▶ [GIVEN PROBLEM] Extract every line from each of the rows below and repeat it word for word, changing nothing.

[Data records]
········

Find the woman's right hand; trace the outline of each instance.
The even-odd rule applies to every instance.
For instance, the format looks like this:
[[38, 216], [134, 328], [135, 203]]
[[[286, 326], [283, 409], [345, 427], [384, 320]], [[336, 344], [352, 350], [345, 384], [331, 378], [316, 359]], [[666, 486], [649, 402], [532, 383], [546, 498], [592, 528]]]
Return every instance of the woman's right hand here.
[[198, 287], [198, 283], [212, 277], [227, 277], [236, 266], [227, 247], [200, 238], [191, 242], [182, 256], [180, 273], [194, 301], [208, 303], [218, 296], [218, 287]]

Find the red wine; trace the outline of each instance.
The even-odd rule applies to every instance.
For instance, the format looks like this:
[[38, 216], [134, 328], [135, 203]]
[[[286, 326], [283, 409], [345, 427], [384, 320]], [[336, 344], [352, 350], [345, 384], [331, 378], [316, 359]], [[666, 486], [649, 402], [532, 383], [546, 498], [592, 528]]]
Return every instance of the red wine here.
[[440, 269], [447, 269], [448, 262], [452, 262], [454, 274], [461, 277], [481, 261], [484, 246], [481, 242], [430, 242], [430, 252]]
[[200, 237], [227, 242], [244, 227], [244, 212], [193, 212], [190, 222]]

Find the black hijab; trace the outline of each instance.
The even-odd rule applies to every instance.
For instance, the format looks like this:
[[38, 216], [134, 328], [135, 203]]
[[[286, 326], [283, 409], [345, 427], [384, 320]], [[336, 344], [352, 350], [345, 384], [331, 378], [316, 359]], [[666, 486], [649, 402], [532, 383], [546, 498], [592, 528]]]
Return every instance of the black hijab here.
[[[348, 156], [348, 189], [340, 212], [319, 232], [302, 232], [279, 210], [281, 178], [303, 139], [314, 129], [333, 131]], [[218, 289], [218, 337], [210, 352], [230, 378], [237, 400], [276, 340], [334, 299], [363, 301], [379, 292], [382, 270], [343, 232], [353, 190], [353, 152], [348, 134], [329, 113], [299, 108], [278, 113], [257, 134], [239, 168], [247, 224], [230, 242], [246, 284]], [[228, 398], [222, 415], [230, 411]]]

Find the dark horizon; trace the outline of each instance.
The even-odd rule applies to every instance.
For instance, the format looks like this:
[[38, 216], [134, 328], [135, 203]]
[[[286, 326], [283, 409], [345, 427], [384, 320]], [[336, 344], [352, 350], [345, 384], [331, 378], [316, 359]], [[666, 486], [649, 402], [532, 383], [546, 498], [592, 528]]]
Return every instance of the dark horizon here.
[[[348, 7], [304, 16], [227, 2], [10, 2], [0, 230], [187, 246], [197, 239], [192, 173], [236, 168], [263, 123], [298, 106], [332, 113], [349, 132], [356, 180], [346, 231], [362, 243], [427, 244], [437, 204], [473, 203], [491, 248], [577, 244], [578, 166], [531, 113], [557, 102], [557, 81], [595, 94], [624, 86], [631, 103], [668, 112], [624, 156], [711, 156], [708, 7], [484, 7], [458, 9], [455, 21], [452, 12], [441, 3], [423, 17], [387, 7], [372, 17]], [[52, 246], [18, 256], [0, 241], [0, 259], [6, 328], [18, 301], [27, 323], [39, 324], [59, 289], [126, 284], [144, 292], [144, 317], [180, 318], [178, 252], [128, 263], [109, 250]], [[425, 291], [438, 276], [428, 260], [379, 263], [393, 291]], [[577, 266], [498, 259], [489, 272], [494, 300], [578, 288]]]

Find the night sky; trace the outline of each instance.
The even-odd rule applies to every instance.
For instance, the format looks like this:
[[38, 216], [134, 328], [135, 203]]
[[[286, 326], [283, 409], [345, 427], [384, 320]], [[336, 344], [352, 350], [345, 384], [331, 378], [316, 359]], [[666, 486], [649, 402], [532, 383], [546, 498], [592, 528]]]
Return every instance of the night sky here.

········

▶ [ANSWER TO THIS EXERCISE]
Find the woman's right hand; trace the outline of each instance.
The even-odd rule applies to every instance.
For instance, the format looks like this:
[[38, 216], [134, 328], [135, 203]]
[[[286, 326], [283, 409], [345, 427], [384, 320]], [[336, 344], [352, 350], [345, 384], [331, 378], [316, 359]], [[666, 486], [649, 402], [532, 383], [546, 498], [592, 528]]]
Return every instance of the woman's right hand here.
[[198, 287], [198, 283], [212, 277], [227, 277], [236, 266], [227, 247], [200, 238], [191, 242], [182, 256], [180, 273], [194, 301], [208, 303], [218, 296], [218, 287]]

Find the red wine; trace the outline of each instance.
The even-odd rule applies to every instance.
For instance, the format looks like this:
[[38, 216], [134, 328], [135, 203]]
[[[286, 326], [283, 409], [345, 427], [384, 320]], [[336, 344], [352, 350], [345, 384], [331, 378], [316, 359]], [[666, 486], [649, 402], [532, 383], [546, 498], [592, 528]]]
Return every instance of the red wine here.
[[440, 269], [447, 269], [448, 262], [452, 262], [454, 274], [461, 277], [481, 261], [484, 246], [481, 242], [430, 242], [430, 252]]
[[200, 237], [227, 242], [244, 227], [244, 212], [193, 212], [190, 222]]

Find the black hijab; trace the outline of each instance.
The even-odd rule applies to every instance.
For instance, the format looks like this:
[[38, 216], [134, 328], [135, 203]]
[[[286, 326], [283, 409], [345, 427], [384, 320]], [[336, 344], [352, 350], [345, 384], [331, 378], [316, 359]], [[666, 486], [649, 402], [532, 383], [546, 498], [592, 528]]]
Return every instance of the black hijab here.
[[[348, 156], [348, 189], [340, 212], [319, 232], [302, 232], [279, 210], [281, 178], [303, 139], [314, 129], [333, 131]], [[218, 289], [218, 337], [210, 352], [230, 378], [237, 400], [276, 340], [334, 299], [363, 301], [379, 292], [382, 270], [343, 232], [353, 190], [353, 152], [348, 134], [329, 113], [299, 108], [278, 113], [257, 134], [239, 168], [247, 224], [230, 242], [246, 284]], [[228, 398], [222, 415], [230, 411]]]

Find the dark horizon; trace the outline of each instance.
The even-odd rule applies to every instance.
For instance, the format looks like this:
[[38, 216], [134, 328], [135, 203]]
[[[286, 326], [283, 409], [345, 427], [384, 320]], [[336, 344], [352, 350], [345, 384], [331, 378], [316, 359]], [[666, 486], [649, 402], [532, 383], [546, 498], [592, 528]]]
Return every instance of the dark horizon here.
[[[348, 7], [304, 16], [227, 2], [10, 2], [0, 230], [187, 246], [197, 239], [192, 173], [236, 168], [263, 123], [298, 106], [332, 113], [349, 132], [356, 180], [346, 231], [362, 243], [427, 244], [437, 204], [473, 203], [491, 248], [577, 244], [578, 166], [531, 113], [557, 102], [557, 81], [595, 94], [624, 86], [631, 103], [668, 112], [624, 156], [711, 156], [708, 7], [484, 7], [458, 9], [455, 21], [452, 12], [441, 3], [423, 17], [387, 7], [372, 17]], [[52, 246], [18, 256], [0, 241], [0, 259], [6, 328], [18, 301], [27, 323], [39, 324], [59, 289], [126, 284], [144, 292], [144, 317], [180, 318], [178, 252], [128, 263], [109, 250]], [[425, 291], [438, 276], [428, 260], [379, 263], [393, 291]], [[577, 266], [498, 259], [489, 272], [494, 300], [578, 288]]]

Find the night sky; trace the outline of each instance.
The even-odd rule applies to every instance.
For instance, the format looks like this:
[[38, 216], [134, 328], [135, 203]]
[[[286, 326], [283, 409], [345, 427], [384, 320]], [[336, 344], [352, 350], [345, 384], [331, 378], [316, 359]], [[666, 486], [649, 402], [532, 383], [546, 498], [592, 528]]]
Return every instance of the night sky here.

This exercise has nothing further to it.